What is needed: Render all the rows below as a JSON list of strings, with one string for each line and blank lines omitted.

Extracted material:
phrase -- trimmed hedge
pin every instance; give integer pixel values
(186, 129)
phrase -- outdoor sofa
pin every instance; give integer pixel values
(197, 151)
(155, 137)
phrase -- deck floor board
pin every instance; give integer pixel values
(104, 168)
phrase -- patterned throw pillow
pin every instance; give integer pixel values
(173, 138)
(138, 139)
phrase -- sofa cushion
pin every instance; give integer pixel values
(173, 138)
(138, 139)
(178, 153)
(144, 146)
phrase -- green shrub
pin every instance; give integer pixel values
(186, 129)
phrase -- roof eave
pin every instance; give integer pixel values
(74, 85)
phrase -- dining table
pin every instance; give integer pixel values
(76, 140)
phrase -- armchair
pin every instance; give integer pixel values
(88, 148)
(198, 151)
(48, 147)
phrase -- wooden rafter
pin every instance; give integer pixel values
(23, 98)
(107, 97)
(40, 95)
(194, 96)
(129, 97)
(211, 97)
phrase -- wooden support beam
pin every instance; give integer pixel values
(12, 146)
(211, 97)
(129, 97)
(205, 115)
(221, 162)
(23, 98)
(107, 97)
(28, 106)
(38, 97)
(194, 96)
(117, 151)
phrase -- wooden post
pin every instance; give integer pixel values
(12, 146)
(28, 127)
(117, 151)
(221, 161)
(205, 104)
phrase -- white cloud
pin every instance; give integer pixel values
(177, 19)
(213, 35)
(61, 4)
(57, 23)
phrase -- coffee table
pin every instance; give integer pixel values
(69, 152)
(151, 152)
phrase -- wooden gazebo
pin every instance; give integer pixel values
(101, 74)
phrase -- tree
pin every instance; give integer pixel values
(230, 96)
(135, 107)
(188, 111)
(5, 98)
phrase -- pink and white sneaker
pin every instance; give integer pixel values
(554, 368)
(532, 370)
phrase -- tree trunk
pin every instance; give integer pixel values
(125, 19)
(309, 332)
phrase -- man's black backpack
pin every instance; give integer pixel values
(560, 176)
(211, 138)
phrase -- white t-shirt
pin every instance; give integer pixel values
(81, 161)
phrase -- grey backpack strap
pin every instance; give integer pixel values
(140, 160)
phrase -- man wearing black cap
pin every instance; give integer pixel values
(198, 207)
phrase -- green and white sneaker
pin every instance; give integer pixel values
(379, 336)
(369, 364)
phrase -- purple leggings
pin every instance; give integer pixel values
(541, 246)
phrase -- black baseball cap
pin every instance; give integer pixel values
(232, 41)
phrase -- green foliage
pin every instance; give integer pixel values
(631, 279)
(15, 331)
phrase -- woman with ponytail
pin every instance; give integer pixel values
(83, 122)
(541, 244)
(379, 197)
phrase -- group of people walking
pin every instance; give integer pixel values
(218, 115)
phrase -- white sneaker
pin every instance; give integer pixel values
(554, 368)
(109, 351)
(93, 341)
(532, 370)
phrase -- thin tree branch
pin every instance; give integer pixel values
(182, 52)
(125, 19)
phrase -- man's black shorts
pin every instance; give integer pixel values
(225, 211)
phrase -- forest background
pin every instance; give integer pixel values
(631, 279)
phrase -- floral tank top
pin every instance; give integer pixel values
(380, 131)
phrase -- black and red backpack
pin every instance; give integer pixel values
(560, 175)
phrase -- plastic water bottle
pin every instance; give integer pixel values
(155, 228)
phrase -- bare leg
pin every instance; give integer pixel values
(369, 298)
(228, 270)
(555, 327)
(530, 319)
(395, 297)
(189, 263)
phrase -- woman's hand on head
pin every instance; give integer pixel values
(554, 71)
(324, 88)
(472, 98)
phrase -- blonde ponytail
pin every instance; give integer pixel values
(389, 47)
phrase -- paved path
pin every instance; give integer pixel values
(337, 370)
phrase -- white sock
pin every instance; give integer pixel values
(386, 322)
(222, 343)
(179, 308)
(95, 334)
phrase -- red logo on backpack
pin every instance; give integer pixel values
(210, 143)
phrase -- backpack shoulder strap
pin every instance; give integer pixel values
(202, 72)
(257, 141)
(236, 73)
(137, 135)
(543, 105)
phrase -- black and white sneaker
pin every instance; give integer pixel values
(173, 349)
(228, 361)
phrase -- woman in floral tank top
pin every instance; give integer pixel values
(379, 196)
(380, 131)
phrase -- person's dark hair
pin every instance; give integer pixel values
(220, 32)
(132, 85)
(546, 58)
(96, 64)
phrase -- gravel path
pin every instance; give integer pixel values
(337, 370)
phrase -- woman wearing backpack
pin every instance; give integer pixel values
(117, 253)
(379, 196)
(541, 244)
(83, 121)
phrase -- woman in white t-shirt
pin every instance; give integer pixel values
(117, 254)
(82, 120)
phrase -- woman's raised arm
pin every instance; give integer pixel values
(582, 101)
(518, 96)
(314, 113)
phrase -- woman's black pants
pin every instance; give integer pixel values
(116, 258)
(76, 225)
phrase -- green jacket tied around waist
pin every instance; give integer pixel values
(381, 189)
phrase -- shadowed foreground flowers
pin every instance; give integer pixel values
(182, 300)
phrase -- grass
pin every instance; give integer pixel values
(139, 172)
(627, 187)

Output:
[
  "phrase -- trimmed hedge",
  "pin every instance; give integer pixel values",
  "(186, 129)",
  "phrase -- outdoor sofa",
  "pin every instance; give integer pixel values",
  "(197, 151)",
  "(155, 137)",
  "phrase -- deck floor board",
  "pin every instance; give integer pixel values",
  "(104, 168)",
  "phrase -- patterned throw pillow",
  "pin every instance; give integer pixel values",
  "(173, 138)",
  "(138, 139)",
  "phrase -- sofa cushion",
  "pin every instance; give integer pixel values",
  "(173, 138)",
  "(138, 139)",
  "(178, 153)",
  "(144, 146)",
  "phrase -- green shrub",
  "pin every instance; give integer pixel values",
  "(186, 129)",
  "phrase -- roof eave",
  "pin every instance; give integer pixel values",
  "(74, 85)",
  "phrase -- dining table",
  "pin every instance; give integer pixel values",
  "(76, 140)",
  "phrase -- armchair",
  "pin every instance; give integer pixel values",
  "(88, 148)",
  "(198, 151)",
  "(48, 147)",
  "phrase -- wooden rafter",
  "pin every instance; give integer pixel values",
  "(23, 98)",
  "(107, 97)",
  "(40, 95)",
  "(194, 96)",
  "(129, 97)",
  "(211, 97)",
  "phrase -- wooden support beam",
  "pin every instance; give integer pixel values",
  "(12, 146)",
  "(211, 97)",
  "(129, 97)",
  "(205, 115)",
  "(221, 162)",
  "(23, 98)",
  "(107, 97)",
  "(28, 106)",
  "(38, 97)",
  "(194, 96)",
  "(117, 151)",
  "phrase -- wooden post",
  "pin every instance; give integer pixel values",
  "(12, 146)",
  "(28, 127)",
  "(117, 151)",
  "(221, 161)",
  "(205, 104)",
  "phrase -- white cloud",
  "pin every instance; give integer pixel values",
  "(177, 19)",
  "(213, 35)",
  "(61, 4)",
  "(57, 23)",
  "phrase -- coffee table",
  "pin every instance; give integer pixel values",
  "(69, 152)",
  "(151, 152)",
  "phrase -- wooden gazebo",
  "pin every instance; give integer pixel values",
  "(101, 74)",
  "phrase -- tree",
  "pin every instance; give integer pixel values",
  "(230, 96)",
  "(135, 107)",
  "(188, 111)",
  "(5, 98)",
  "phrase -- pink and white sneaker",
  "pin every instance; give integer pixel values",
  "(554, 368)",
  "(532, 370)",
  "phrase -- tree trunk",
  "pin every instance; give integer pixel values",
  "(125, 19)",
  "(309, 332)",
  "phrase -- man's black backpack",
  "pin every instance; give integer pixel values",
  "(560, 176)",
  "(211, 138)",
  "phrase -- white t-shirt",
  "pin every instance; give integer pixel values",
  "(81, 161)",
  "phrase -- grey backpack strap",
  "pin every instance; give integer pixel values",
  "(140, 160)",
  "phrase -- man wearing black cap",
  "pin every instance; give integer pixel values",
  "(198, 207)",
  "phrase -- green and white sneaker",
  "pin every instance; give integer pixel values",
  "(379, 336)",
  "(369, 364)",
  "phrase -- purple leggings",
  "pin every instance; give integer pixel values",
  "(541, 246)",
  "phrase -- black baseball cap",
  "pin every instance; give integer pixel values",
  "(232, 41)",
  "phrase -- green foliage",
  "pin every instance; give integer pixel values",
  "(631, 279)",
  "(15, 331)",
  "phrase -- woman with ponytail",
  "pin every instance; give integer pixel values",
  "(83, 122)",
  "(541, 244)",
  "(379, 197)",
  "phrase -- group of people walking",
  "pin every instance; give integer pixel values",
  "(218, 115)",
  "phrase -- white sneaker",
  "pin every instance; give integer pixel values",
  "(554, 368)",
  "(109, 351)",
  "(93, 341)",
  "(532, 370)",
  "phrase -- thin tree branch",
  "pin every instance; give integer pixel values",
  "(182, 52)",
  "(125, 19)",
  "phrase -- man's black shorts",
  "pin every instance; give integer pixel values",
  "(225, 211)",
  "phrase -- forest background",
  "pin every instance; give integer pixel values",
  "(631, 279)",
  "phrase -- floral tank top",
  "pin every instance; give integer pixel values",
  "(380, 131)",
  "phrase -- black and red backpack",
  "pin every instance; give integer pixel values",
  "(560, 175)",
  "phrase -- plastic water bottle",
  "pin every instance; give integer pixel values",
  "(155, 228)",
  "phrase -- bare leg",
  "pin every instance; give integer pixel values",
  "(369, 298)",
  "(228, 270)",
  "(555, 327)",
  "(530, 319)",
  "(395, 297)",
  "(189, 263)",
  "phrase -- woman's hand on head",
  "pin every instance; give integer pixel values",
  "(554, 71)",
  "(324, 88)",
  "(472, 98)",
  "phrase -- blonde ponytail",
  "pin every instance; give integer pixel values",
  "(389, 47)",
  "phrase -- paved path",
  "pin every instance; give integer pixel values",
  "(337, 370)",
  "phrase -- white sock",
  "pin every instance; give integer pixel values",
  "(386, 322)",
  "(222, 343)",
  "(179, 308)",
  "(95, 334)",
  "phrase -- red logo on backpack",
  "pin every instance; give integer pixel values",
  "(210, 143)",
  "phrase -- backpack shoulder strap",
  "pin every instance; give integer pixel values",
  "(202, 72)",
  "(257, 141)",
  "(236, 73)",
  "(137, 135)",
  "(543, 105)",
  "phrase -- black and white sneaker",
  "pin every instance; give integer pixel values",
  "(173, 349)",
  "(228, 361)",
  "phrase -- woman in floral tank top",
  "pin every instance; give integer pixel values",
  "(379, 196)",
  "(380, 131)",
  "phrase -- person's dark hair",
  "pin every instance; give integer pixel values",
  "(220, 32)",
  "(132, 85)",
  "(546, 58)",
  "(96, 64)",
  "phrase -- gravel path",
  "pin every instance; give integer pixel values",
  "(337, 370)",
  "phrase -- woman wearing backpack",
  "pin every instance; give integer pixel values",
  "(117, 253)",
  "(379, 196)",
  "(541, 244)",
  "(83, 121)",
  "phrase -- woman in white t-shirt",
  "pin every instance; give integer pixel values",
  "(117, 254)",
  "(82, 120)",
  "phrase -- woman's raised arm",
  "pin every instance; give integer pixel values",
  "(582, 101)",
  "(518, 96)",
  "(314, 113)",
  "phrase -- woman's black pants",
  "pin every instance; give integer pixel values",
  "(116, 258)",
  "(76, 225)",
  "phrase -- green jacket tied around waist",
  "pin every instance; give integer pixel values",
  "(381, 189)",
  "phrase -- shadowed foreground flowers",
  "pin every instance; give integer pixel values",
  "(182, 300)",
  "phrase -- grass",
  "pin every instance; give integer pixel values",
  "(139, 172)",
  "(627, 187)"
]